The entries are to be written out again with no differences.

_Input material_:
***

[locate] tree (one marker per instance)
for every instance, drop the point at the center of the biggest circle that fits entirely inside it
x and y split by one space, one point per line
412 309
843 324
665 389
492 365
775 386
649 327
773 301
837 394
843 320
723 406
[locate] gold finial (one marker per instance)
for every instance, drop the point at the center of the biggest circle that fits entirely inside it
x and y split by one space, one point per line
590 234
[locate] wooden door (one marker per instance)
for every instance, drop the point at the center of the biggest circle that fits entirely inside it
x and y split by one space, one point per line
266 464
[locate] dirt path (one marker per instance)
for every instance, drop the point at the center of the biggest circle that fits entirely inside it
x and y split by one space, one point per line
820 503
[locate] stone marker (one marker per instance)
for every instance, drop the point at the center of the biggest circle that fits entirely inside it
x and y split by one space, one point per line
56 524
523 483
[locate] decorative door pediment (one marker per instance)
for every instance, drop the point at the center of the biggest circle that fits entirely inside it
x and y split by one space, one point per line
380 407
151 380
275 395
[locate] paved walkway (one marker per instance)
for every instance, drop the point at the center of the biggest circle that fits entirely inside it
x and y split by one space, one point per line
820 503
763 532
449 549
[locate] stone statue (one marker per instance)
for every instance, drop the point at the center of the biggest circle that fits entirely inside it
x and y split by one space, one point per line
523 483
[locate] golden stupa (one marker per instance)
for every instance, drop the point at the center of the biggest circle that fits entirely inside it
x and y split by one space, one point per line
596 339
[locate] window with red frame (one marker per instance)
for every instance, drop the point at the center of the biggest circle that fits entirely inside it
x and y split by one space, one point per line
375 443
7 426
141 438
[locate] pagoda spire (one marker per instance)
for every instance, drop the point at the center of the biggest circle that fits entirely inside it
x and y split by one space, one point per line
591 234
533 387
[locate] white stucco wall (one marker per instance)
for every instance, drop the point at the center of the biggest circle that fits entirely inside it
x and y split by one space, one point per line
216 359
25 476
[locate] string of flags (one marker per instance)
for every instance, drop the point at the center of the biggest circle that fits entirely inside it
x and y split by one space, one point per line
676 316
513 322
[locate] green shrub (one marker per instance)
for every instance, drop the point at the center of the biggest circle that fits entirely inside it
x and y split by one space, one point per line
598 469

***

_Finished task_:
[locate] tree (one marker per instance)
for every instance, drop the point at the center of the biggest circle that fits entirely inside it
x and y split by one space, one point per line
412 309
843 324
665 389
492 365
775 386
649 327
773 301
837 394
843 320
723 406
[locate] gold finial (one marker per instance)
for every instance, drop the point at the center of the biggest circle that fits entirely inside it
x and y split by one space, one point per line
590 234
[locate] wooden door (one marker per instance)
for every instance, drop the point at the center of the biggest circle that fits entirely inside it
x and y split by one space, one point per line
266 464
[locate] dirt path (one marker per instance)
for every instance, drop the point at the center of the biggest circle that fits entirely inside it
x and y split by one space, one point per line
820 503
[locate] stone marker (one marker per instance)
for every instance, drop the point at the center of the biggest circle that fits entirely inside it
x and y split by one space, one point per line
56 524
523 483
[locate] decorative door pediment (one marker per instance)
for every instance, drop the point at the center of the biggest circle that fits entirely inside it
x and y split by one space, one point per line
380 407
151 380
275 395
[locate] paved walkway (one marker per instance)
for every instance, drop the point at the center of the biggest circle that fits entirely inside it
x and y split by one space, one point per line
820 503
763 532
449 549
[locate] stone statue (one marker per instance)
for every instance, drop the point at the center of the biggest circle that fits entirely inside it
x and y split by one space, one point per line
523 483
[locate] golden stupa (one marker per instance)
for every instance, drop the point at the center of the biggest circle that fits entirely inside it
x and y split by one space, one point per line
596 339
[locate] window with red frame (one marker per instance)
for every instance, drop the point at the center of the biggest circle that fits entirely inside it
x and y split by one space, one point per line
375 443
7 426
141 438
[locate] pagoda spire (one marker per instance)
for every instance, drop the point at the center of the biggest circle that fits entirely inside it
x and y split by one space, one point per line
591 234
533 387
[locate] white stucco wall (one marker per instance)
for every instance, drop the point at the center of the biggest circle that fits entirely inside it
x and y split by one space, one point per line
216 359
25 476
[locate] string of flags (one marker per instance)
for every instance, drop the point at the center of the biggest circle that fits entirely inside it
x and y split by one space, one point per line
676 316
513 322
[locate] green shrub (one marker per instance)
for every instance, drop the point at the center of the biggest circle that fits entirely inside it
x and y split by one space, one point per line
598 469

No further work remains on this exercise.